Show every line of the listing below that contains the string "white". Matching is case-sensitive.

_Extracted records_
# # # #
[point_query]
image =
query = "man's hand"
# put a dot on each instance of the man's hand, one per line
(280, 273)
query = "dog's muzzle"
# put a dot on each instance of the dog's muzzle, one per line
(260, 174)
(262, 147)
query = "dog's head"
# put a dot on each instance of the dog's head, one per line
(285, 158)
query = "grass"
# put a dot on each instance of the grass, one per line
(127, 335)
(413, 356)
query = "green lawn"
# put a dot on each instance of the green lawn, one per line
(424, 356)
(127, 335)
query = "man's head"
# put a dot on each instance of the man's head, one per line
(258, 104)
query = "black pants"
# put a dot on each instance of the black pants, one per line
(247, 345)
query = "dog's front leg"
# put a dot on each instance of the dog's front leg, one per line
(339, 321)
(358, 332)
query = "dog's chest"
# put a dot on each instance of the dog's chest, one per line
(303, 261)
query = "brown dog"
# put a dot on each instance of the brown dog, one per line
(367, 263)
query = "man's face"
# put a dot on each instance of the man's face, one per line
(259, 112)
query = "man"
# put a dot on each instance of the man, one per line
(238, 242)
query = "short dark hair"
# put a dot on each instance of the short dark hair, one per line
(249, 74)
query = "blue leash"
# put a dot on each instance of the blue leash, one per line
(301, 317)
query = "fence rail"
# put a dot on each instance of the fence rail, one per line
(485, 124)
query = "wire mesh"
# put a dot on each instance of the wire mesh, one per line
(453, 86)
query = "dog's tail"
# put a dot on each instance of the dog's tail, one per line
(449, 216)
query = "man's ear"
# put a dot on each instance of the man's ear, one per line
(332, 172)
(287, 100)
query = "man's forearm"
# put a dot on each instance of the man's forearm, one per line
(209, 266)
# # # #
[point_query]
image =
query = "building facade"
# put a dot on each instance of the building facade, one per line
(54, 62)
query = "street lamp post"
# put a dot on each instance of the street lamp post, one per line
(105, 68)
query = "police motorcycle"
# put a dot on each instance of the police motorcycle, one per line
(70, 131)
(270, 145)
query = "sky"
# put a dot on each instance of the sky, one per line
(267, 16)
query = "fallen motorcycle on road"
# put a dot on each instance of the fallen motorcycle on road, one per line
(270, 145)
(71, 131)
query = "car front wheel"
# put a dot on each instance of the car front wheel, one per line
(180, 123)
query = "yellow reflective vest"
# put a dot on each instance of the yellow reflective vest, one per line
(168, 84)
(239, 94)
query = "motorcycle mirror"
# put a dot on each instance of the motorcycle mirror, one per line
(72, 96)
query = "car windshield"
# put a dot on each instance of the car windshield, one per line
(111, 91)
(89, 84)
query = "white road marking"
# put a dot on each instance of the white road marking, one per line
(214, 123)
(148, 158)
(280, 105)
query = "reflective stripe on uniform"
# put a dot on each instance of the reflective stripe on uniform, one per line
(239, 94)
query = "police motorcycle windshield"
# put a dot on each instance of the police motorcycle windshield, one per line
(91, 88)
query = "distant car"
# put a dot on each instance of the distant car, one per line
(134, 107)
# # # #
_Output for this task_
query = "white road marking"
# put a dot on each instance of the white road marking, one per line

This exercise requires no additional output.